--- BEGIN ---
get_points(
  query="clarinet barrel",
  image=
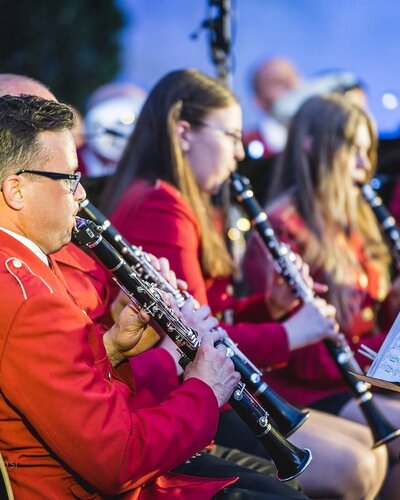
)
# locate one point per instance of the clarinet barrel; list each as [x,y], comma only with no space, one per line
[385,219]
--- END ---
### Exercise directions:
Rewrite each row above, including its request, with every point coordinate in the answers scaled by 1.05 and rounded to whole numbers, halves rounding up. Omit the pictures from your reply.

### Solution:
get_points(
  query="clarinet barrel",
  image=
)
# locate one point per instance of the clarinet barrel; list each as [x,y], comma only with no space, one per line
[404,230]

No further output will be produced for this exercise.